Supplied data: Begin
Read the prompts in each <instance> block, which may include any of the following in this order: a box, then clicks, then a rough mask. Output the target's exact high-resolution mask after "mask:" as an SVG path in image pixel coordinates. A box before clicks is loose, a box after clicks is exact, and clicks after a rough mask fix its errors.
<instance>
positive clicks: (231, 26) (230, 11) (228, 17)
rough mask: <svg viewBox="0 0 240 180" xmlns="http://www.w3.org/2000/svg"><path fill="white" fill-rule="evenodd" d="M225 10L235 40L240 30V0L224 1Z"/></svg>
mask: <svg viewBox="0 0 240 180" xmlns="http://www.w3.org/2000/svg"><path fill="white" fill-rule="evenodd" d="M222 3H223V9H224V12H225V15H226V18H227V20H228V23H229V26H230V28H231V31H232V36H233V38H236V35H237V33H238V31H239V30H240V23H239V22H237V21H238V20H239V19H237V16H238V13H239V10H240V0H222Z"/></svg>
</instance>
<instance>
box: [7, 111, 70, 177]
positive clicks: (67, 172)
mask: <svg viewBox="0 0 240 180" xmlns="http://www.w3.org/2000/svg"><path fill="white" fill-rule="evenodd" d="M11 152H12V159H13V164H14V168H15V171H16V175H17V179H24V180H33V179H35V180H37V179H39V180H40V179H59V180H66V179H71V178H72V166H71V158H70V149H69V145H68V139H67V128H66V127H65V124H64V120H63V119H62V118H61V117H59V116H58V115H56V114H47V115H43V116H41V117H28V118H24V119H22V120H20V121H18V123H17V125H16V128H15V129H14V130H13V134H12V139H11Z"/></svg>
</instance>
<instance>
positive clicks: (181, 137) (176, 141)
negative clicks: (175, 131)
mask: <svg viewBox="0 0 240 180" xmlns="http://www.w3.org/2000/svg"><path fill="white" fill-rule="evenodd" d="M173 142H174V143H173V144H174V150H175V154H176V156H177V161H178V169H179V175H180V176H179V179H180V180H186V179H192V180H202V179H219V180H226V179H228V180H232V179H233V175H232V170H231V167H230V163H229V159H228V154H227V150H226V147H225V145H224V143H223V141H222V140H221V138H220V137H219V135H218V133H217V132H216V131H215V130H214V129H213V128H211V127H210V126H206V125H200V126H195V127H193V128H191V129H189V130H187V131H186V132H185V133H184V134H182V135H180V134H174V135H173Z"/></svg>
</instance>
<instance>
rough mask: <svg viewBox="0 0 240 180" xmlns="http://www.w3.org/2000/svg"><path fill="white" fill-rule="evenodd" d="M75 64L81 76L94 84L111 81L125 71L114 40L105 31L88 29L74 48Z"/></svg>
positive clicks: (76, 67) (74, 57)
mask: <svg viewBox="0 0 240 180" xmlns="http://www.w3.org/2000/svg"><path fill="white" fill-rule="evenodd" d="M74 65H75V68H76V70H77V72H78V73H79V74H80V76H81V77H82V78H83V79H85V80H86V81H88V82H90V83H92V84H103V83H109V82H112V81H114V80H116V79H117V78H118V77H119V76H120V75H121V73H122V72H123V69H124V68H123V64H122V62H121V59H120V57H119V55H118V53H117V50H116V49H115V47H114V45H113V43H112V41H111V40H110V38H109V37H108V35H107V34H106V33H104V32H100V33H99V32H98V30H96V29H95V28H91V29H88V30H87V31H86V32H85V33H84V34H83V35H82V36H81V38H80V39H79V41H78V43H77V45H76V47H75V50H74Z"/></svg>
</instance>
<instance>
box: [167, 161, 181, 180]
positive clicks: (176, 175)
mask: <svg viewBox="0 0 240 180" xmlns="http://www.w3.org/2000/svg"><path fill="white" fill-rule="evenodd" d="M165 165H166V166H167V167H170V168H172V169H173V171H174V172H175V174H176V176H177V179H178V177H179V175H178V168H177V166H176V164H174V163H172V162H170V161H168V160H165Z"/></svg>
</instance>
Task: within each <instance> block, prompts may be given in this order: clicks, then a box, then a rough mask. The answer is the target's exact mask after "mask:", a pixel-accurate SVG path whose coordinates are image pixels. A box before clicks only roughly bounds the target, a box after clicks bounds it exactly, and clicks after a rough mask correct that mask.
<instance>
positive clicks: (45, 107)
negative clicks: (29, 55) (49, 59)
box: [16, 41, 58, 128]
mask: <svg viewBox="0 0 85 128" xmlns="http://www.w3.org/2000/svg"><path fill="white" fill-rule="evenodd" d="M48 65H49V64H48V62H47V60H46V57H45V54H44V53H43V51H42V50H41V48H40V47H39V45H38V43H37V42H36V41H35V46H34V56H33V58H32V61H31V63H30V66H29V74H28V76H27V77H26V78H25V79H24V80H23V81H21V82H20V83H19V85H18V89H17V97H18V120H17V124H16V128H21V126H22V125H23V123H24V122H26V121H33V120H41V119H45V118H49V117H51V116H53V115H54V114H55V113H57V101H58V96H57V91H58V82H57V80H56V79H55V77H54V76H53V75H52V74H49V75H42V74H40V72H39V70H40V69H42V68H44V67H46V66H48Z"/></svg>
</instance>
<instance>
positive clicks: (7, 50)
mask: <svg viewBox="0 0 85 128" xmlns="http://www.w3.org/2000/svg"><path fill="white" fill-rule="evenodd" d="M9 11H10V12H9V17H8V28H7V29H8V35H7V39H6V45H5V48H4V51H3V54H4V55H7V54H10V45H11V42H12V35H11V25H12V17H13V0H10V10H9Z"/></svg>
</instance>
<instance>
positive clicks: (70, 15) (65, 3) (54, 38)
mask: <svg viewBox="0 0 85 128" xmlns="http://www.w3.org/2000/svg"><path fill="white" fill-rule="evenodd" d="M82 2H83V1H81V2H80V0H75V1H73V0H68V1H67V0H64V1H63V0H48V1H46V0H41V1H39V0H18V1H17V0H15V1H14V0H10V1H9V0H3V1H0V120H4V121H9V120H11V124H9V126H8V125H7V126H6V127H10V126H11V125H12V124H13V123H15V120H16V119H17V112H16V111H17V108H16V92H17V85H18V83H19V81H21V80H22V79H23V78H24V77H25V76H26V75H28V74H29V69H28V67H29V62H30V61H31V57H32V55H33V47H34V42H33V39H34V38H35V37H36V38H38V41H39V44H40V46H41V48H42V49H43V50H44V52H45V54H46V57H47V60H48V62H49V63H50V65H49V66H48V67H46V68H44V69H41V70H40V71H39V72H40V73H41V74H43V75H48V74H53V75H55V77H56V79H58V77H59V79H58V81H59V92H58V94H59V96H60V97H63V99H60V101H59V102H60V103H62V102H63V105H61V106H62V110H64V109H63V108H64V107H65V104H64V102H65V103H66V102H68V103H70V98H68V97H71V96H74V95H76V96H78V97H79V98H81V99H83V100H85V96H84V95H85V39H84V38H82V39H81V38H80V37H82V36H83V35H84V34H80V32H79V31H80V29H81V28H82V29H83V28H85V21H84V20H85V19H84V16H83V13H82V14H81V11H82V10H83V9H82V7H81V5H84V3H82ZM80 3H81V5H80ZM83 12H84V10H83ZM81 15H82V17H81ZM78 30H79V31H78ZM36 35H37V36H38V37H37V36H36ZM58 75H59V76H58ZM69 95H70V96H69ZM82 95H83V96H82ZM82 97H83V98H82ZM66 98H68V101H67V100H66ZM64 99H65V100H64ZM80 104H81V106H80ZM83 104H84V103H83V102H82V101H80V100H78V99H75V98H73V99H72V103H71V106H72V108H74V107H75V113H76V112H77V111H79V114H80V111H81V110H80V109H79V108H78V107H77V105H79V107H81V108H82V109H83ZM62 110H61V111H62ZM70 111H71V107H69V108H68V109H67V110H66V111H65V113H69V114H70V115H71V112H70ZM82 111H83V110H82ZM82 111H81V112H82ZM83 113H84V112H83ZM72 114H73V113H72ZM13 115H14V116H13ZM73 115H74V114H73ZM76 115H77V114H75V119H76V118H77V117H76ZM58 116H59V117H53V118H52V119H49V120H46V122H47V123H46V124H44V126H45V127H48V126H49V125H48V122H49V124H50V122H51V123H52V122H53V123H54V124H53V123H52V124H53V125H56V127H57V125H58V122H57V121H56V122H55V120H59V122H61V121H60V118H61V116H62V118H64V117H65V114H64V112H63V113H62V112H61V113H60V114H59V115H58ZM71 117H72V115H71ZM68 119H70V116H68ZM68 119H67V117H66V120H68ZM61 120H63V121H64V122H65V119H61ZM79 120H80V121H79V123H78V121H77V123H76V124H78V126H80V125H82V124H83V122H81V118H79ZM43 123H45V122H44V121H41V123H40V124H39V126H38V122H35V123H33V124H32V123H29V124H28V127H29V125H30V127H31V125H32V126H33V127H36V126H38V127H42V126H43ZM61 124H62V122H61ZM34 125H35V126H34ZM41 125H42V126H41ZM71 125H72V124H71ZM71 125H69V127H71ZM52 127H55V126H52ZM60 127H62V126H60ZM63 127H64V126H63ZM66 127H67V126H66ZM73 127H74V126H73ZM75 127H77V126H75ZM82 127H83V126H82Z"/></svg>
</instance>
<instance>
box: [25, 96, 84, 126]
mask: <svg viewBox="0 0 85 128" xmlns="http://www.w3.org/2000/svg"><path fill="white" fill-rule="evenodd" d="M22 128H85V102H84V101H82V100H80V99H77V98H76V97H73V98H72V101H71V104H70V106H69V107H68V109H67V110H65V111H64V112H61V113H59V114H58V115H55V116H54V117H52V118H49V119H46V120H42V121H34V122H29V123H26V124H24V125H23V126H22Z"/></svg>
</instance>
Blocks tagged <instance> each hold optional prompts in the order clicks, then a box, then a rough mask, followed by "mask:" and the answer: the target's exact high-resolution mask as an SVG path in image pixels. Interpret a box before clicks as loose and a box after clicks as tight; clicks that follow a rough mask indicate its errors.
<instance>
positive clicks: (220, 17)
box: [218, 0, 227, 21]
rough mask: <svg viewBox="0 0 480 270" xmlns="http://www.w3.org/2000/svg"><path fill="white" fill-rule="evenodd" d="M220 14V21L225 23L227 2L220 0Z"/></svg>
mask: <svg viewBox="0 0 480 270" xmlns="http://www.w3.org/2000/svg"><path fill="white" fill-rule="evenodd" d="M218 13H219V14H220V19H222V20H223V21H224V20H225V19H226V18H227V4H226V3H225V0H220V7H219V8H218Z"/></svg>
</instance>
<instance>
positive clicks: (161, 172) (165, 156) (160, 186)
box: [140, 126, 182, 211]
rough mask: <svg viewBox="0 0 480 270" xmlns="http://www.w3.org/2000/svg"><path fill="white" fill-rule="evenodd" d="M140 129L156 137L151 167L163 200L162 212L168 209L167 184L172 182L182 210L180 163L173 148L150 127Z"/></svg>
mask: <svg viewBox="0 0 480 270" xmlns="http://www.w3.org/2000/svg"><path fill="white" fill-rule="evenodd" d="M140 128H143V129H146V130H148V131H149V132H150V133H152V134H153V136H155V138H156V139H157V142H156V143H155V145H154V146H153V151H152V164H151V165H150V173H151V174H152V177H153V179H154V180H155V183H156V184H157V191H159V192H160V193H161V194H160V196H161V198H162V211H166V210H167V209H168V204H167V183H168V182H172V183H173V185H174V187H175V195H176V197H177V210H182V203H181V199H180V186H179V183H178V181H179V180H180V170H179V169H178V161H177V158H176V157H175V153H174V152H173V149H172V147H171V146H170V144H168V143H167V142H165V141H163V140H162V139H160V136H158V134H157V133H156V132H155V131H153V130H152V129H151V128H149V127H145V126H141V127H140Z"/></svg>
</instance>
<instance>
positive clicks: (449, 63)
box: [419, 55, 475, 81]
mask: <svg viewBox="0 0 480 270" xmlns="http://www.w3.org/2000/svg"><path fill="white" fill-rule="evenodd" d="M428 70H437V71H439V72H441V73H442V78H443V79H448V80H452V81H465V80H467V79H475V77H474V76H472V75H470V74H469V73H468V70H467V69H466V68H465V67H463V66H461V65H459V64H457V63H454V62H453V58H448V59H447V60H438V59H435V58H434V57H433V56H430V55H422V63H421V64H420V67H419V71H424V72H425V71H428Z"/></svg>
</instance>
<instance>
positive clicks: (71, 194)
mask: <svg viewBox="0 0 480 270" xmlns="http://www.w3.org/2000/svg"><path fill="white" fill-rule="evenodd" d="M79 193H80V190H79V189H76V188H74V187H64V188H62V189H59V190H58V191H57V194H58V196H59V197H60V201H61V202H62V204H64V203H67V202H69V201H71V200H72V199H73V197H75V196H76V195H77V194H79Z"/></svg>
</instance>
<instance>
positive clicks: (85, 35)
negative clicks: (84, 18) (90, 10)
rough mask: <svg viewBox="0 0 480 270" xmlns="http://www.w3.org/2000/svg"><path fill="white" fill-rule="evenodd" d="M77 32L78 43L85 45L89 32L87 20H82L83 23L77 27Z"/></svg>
Supplied data: End
## Exercise goal
Each line that holds the string "exact" is to be copied from the entries above.

## Answer to this task
Read the prompts in each <instance> block, which may include any of the following in this order: a box, then clicks, then a rough mask. Output the target's exact high-resolution mask after "mask:" as an SVG path in image pixel coordinates. A box before clicks is loose, a box after clicks is exact, and clicks after a rough mask fix its errors.
Task: within each <instance> block, prompts may be given in this order: clicks, then a box, then a rough mask. The answer is the target's exact mask after "mask:", a pixel-accurate SVG path whose coordinates are image pixels. A box before clicks only roughly bounds the target, a box after clicks bounds it exactly, and clicks after a rough mask correct that mask.
Blocks tagged <instance> each hold optional prompts in the order clicks, then a box, then a rough mask, followed by "mask:" and the answer: the target's exact high-resolution mask as an SVG path in image pixels. Interpret a box before clicks as loose and a box after clicks as tight; clicks that follow a rough mask indicate its errors.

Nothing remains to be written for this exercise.